### Work to complete
Select every line in the records below that contains the string "gravel", and copy those lines. Matching is case-sensitive.

### Information given

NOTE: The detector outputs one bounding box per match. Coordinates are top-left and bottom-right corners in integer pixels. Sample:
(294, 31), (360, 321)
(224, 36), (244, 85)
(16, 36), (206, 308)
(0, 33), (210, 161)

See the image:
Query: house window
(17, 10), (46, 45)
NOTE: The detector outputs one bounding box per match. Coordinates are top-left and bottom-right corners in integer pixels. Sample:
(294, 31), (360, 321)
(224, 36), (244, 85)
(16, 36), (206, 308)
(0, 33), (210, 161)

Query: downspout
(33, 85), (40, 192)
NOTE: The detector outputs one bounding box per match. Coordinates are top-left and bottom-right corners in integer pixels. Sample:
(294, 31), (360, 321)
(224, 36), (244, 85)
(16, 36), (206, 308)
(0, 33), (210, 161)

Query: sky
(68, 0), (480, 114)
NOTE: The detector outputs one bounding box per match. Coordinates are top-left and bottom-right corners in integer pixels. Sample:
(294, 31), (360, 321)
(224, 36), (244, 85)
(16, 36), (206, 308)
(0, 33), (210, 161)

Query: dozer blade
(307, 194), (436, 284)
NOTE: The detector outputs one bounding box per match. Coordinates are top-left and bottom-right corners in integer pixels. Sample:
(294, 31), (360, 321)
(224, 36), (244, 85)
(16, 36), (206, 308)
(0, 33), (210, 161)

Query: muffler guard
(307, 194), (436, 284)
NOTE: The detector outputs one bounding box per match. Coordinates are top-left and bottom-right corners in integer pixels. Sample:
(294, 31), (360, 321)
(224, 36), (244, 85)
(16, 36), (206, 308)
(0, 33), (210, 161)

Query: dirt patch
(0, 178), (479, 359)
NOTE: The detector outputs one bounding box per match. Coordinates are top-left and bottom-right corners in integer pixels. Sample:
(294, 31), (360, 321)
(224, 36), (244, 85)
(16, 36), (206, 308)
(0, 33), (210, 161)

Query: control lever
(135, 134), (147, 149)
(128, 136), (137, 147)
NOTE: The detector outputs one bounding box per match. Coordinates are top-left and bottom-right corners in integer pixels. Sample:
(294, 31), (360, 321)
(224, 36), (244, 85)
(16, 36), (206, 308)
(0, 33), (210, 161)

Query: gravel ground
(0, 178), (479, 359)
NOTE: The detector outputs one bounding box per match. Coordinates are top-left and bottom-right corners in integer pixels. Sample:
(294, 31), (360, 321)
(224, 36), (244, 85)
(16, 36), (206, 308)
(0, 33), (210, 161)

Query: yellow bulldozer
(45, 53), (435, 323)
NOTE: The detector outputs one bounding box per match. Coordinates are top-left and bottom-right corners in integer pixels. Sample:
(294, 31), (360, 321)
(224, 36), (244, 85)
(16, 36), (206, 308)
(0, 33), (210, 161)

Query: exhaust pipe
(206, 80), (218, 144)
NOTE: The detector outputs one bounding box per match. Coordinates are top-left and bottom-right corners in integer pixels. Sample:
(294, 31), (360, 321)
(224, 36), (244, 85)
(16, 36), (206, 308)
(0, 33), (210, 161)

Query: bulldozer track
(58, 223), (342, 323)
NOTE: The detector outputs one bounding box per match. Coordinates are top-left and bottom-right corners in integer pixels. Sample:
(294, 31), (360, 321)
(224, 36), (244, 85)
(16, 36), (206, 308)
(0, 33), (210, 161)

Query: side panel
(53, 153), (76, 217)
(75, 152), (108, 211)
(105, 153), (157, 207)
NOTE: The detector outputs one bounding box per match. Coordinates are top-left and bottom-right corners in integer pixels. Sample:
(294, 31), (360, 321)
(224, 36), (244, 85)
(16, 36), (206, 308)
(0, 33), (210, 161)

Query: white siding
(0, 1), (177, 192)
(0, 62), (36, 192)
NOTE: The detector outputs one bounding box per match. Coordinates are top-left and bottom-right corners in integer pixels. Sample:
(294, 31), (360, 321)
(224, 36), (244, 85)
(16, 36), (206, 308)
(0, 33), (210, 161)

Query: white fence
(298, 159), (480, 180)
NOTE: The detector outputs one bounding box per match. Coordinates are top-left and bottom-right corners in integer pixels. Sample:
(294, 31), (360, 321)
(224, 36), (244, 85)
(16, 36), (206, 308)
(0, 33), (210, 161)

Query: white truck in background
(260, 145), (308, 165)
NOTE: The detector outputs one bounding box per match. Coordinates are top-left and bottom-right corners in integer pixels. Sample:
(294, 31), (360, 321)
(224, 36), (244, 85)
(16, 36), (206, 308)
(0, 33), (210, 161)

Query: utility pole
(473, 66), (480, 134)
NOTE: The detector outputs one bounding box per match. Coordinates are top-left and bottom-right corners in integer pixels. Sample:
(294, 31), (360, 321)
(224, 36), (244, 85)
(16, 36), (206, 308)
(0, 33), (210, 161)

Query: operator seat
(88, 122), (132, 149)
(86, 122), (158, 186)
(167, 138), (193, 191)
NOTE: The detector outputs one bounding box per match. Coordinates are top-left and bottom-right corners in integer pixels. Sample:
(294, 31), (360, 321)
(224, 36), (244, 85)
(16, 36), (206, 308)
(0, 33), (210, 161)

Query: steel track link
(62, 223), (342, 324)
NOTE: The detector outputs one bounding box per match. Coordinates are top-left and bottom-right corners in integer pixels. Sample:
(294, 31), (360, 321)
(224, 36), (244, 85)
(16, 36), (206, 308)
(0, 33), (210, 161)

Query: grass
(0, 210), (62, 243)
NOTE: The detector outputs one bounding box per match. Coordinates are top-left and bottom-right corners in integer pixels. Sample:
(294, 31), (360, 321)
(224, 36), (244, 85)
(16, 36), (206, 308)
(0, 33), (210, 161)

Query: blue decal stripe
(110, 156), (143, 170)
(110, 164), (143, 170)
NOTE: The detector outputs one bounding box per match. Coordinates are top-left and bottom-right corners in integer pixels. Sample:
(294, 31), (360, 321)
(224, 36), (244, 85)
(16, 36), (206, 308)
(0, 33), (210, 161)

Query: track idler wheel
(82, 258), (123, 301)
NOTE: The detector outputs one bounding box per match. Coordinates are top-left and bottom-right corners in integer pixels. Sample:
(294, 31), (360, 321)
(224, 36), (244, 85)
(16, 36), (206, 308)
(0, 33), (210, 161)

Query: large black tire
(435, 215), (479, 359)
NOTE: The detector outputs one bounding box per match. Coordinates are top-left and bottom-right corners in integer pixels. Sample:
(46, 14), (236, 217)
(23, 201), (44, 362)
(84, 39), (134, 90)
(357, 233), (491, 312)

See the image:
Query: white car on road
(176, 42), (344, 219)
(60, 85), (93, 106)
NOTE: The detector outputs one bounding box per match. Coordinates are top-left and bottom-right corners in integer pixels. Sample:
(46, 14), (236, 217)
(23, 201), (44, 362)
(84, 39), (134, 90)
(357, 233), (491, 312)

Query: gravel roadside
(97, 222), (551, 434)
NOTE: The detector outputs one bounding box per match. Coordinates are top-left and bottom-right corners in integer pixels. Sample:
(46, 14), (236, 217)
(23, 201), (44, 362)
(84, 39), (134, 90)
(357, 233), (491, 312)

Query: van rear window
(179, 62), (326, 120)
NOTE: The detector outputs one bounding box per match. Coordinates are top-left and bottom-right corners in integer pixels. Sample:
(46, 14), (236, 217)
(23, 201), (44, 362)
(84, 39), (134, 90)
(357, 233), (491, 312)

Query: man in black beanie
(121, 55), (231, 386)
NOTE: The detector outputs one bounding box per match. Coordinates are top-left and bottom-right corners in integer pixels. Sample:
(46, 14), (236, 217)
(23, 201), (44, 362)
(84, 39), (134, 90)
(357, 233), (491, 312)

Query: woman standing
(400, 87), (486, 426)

### Full solution
Query: gravel ground
Query: gravel roadside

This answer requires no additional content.